**Required task A**
Transcribe part of the comment thread exactly, beginning at the words "AsItShouldBe: Very good" and stopping after "on it goes.".
**Required task B**
Answer these questions from the comment thread:
(i) What interest rate does the comment by bizzyj give for a credit union line of credit?
(ii) At what time did citycynic post a comment?
(iii) According to citycynic, what are the state's two options when a defaulting employee has no wages to garnish?

====== Source text ======

Flag Comment Posted by bizzyj on July 13, 2009 at 2:06 pm

Readers and state employees should realize that if they have an account at the credit union they can get a line of credit with their checking account (usually $500-1000) and the interest rate is 15%. I don’t think this program is necessary and I think the interest rate is excessive.

Flag Comment Posted by citycynic on July 13, 2009 at 1:20 pm

AsItShouldBe: Very good points but I have to disagree that it won’t cost taxpayers - there hasn’t been one new state process or program that I know of that did not entail additional staffing or overtime for current staffing and this one will be no different. And what happens when the state employee who defaults on the loan either quits or is fired and there are no wages to garnish? How does the state go after the money then? They pay a collections agency. Or they write it off. And on it goes.

====== Supplied entries ======

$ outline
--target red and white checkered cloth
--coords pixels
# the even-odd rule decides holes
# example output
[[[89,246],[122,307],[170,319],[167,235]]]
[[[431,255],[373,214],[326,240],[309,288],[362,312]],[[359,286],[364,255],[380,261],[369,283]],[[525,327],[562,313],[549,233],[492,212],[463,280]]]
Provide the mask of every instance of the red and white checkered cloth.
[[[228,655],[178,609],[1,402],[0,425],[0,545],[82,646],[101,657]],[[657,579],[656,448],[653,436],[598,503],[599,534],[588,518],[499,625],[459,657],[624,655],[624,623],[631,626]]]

======
====== Supplied entries ======

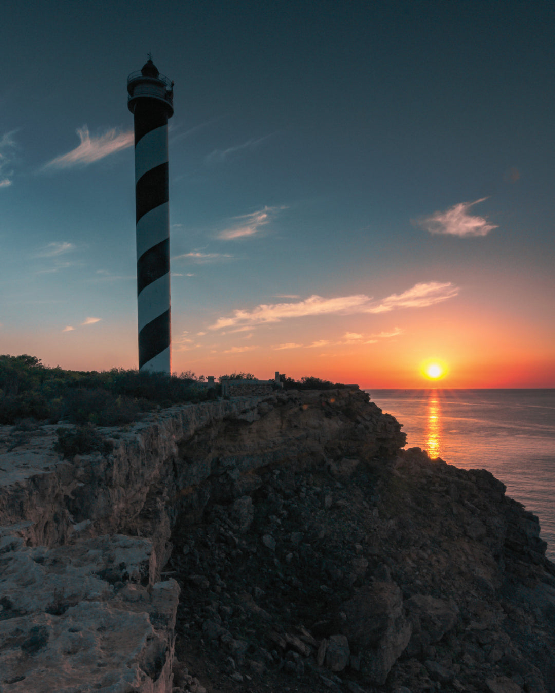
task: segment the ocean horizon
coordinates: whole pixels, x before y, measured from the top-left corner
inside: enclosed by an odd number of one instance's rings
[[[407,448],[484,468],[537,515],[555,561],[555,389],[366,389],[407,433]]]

======

**Exercise output A**
AsItShouldBe: Very good points but I have to disagree that it won’t cost taxpayers - there hasn’t been one new state process or program that I know of that did not entail additional staffing or overtime for current staffing and this one will be no different. And what happens when the state employee who defaults on the loan either quits or is fired and there are no wages to garnish? How does the state go after the money then? They pay a collections agency. Or they write it off. And on it goes.

**Exercise output B**
(i) 15%
(ii) 1:20 pm on July 13, 2009
(iii) It pays a collections agency, or it writes the money off.